▸ Challenge
Can you reproduce every one of the rows below word for word, line by line, without changing anything?

(Collection entries)
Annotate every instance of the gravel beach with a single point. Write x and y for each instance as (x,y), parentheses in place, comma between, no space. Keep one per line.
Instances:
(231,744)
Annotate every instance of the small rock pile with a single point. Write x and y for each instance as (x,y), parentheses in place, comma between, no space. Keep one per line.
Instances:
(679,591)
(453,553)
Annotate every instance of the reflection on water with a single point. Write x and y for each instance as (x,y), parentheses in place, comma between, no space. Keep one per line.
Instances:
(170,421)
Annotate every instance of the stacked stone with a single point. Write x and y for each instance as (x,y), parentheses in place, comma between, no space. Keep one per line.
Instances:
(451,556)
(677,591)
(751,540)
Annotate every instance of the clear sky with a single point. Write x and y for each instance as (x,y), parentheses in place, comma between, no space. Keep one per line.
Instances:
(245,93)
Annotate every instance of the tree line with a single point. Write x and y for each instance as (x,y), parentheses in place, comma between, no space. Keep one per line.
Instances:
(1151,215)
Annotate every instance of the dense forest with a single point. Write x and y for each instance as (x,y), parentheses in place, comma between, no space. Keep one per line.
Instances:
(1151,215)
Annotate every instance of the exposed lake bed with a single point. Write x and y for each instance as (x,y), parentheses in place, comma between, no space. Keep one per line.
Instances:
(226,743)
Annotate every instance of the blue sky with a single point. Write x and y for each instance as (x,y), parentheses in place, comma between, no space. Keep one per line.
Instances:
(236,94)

▸ Solution to this problem
Annotate every instance of the gravel beach with a single point. Write x and y for each instance as (x,y), parentheses in place, comma between, no space. Keep one per line.
Instances:
(231,744)
Annotate every instance of the small rock pile with a single point. Write x and y for each instance as (x,y), parentheses in place, comma between, no space. Keep one per line.
Instances:
(679,591)
(453,553)
Annotate every instance of the reflection on water with a single point. Write x and y for each instance as (x,y), parentheses in place, comma between, no space. Keep one per line.
Instances:
(170,421)
Annotate every instance of the stacked stone with a single point. Write x and y for each instance as (x,y), parentheses in place, comma between, no space. Keep one per line.
Instances:
(451,556)
(677,591)
(751,540)
Annotate every instance of the clear sky with a single point. Write x and y for each instance as (x,y), parentheses in place, comma between, no space. Keep one per line.
Instances:
(245,93)
Annotate every instance of the tree line with a single point. Write x and y for each instance as (x,y), parentheses in place, comma between, no space. Keep one per line.
Instances:
(1151,215)
Annotate every instance of the dense forest with a single point. Write x and y for each instance as (x,y), parentheses in place, comma between, no space. Keep one per line.
Instances:
(1151,215)
Annotate every instance of the exposed lake bed with a single point. Write x and y for each instance as (x,y), parentheses in place, comma between, no space. Keep one per line.
Instances:
(226,743)
Annotate every instance of the blue sky with a single point. Write x and y for each instance as (x,y), parentheses in place, comma between, no space. Keep one per line.
Instances:
(236,94)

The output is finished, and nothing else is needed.